Auf ihre Tochter, die den Mörder in die Wohnung ließ, kann die Mutter auch nicht böse sein. Denn es gab keine Anzeichen, dass Hannes E. sie umbringen wollte. Manchmal wirft sich die Mutter vor, dass sie nicht zu Hause war. Aber wenn sie eine Stunde früher da gewesen wäre, dann hätte der Täter sich wohl zu einem anderen Zeitpunkt mit Keira verabredet. Und so drehen sich die Gedanken auch heute noch im Kreis.
„Es gibt so einen Spruch: Engel kann man nicht sehen, aber man kann ihnen begegnen“, sagt die Mutter. „Keira war erst 14. Aber was sie für einen Fußabdruck hinterlassen hat, was sie mit ihrer Persönlichkeit den anderen Menschen gegeben und für einen Eindruck hinterlassen hat, das schaffen andere mit 80 nicht.“
Im Sportverein trifft Karin G. immer neue Leute, die Keira nicht vergessen. Es sind Jugendliche, die sich von Jahr zu Jahr weiterentwickeln. „Ich bin fasziniert und stolz auf meine Tochter, darauf, was sie geleistet hat, hier auf der Erde. Wenn sie aber sauer war, dann haben die Betreffenden es auch gemerkt. Sie hat die Jungs in der Klasse zurechtgestutzt, wenn der Lehrer bei ihnen nicht mehr weiterkam. Sie hat sich auch vor die Schwachen gestellt. Sie war so viel weiter als viele andere. Wenn viele sagen: Keira ist so wie du, dann sage ich immer: Nein, ich bin so wie Keira. Sie hat mir das beigebracht. Ich war vorher nicht so. Deshalb bin ich auch so dankbar für diese Zeit mit ihr.“
Karin G. hat seit einiger Zeit eine neue Arbeit. Sie mag den Job, hat nette Kollegen, von denen die meisten nicht wissen, was ihr widerfuhr. Dort ist sie einfach nur die Karin. Mehr als 30 Bewerbungen hatte sie geschrieben. Dass sie jetzt dort ist, wo sie ist, muss einen Grund haben. Und sie weiß, welchen: Keira. Sie hätte es cool gefunden, dass ihre Mutter so hartnäckig für ein gutes Leben kämpft und jetzt dort arbeitet.

-.-.-

▶ [Aufgaben]
• a. Schreiben Sie aus dem Lesetext den Abschnitt von „Auf ihre Tochter, die“ bis einschließlich „noch im Kreis.“ wortgetreu ab.
• b. Prüfen Sie, ob die folgenden Aussagen mit dem Lesetext übereinstimmen, und belegen Sie jede Antwort mit einem wörtlichen Zitat: (i) Karin G. hat mehr als 30 Bewerbungen geschrieben. (ii) Die meisten ihrer neuen Kollegen wissen, was ihr widerfahren ist. (iii) Laut der Mutter war Keira erst 16 Jahre alt.

-.-.-

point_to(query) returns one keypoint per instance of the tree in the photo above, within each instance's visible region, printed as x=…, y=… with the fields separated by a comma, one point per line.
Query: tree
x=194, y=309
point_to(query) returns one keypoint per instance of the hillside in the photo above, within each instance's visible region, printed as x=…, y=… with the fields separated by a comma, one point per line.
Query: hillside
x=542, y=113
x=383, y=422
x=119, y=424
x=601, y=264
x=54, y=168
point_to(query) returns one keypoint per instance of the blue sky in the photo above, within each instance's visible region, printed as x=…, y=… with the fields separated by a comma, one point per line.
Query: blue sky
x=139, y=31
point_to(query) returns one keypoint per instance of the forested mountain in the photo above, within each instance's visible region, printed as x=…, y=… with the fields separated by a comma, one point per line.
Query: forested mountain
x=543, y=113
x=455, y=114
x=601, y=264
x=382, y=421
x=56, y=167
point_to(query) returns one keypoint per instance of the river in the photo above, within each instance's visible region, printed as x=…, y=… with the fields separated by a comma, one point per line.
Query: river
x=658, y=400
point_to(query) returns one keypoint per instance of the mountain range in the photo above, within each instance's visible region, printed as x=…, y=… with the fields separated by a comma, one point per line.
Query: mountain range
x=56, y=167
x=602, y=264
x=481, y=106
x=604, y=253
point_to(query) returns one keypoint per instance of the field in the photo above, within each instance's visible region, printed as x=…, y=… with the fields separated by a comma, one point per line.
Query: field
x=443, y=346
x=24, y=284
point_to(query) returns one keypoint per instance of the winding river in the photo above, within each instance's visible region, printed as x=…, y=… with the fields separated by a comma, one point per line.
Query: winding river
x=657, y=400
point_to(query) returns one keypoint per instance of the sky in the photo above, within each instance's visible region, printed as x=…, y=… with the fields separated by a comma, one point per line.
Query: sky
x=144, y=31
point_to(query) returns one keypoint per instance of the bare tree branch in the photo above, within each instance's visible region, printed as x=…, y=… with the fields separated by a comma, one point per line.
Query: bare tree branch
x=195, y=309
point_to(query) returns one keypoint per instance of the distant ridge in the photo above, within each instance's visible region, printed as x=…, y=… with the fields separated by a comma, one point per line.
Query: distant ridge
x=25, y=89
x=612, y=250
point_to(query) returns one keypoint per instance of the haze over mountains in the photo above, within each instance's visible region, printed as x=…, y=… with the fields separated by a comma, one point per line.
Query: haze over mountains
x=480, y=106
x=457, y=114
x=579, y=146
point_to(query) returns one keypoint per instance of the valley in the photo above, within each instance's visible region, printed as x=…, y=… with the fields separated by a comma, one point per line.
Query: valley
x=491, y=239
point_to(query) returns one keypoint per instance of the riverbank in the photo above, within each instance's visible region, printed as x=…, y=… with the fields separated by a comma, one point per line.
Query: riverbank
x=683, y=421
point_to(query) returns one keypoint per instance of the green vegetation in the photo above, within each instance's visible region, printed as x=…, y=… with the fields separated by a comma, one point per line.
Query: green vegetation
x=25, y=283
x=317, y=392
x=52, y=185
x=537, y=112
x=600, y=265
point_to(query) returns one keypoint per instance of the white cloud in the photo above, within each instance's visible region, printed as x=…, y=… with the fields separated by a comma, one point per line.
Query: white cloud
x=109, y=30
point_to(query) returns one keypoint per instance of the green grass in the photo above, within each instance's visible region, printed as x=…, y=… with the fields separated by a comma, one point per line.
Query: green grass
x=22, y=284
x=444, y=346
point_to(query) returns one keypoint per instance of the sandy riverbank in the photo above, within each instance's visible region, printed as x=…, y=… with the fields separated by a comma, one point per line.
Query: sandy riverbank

-.-.-

▶ [Lösungen]
• a.
Auf ihre Tochter, die den Mörder in die Wohnung ließ, kann die Mutter auch nicht böse sein. Denn es gab keine Anzeichen, dass Hannes E. sie umbringen wollte. Manchmal wirft sich die Mutter vor, dass sie nicht zu Hause war. Aber wenn sie eine Stunde früher da gewesen wäre, dann hätte der Täter sich wohl zu einem anderen Zeitpunkt mit Keira verabredet. Und so drehen sich die Gedanken auch heute noch im Kreis.

• b.
(i) Ja: „Mehr als 30 Bewerbungen hatte sie geschrieben.“
(ii) Nein: „von denen die meisten nicht wissen, was ihr widerfuhr“
(iii) Nein: „Keira war erst 14.“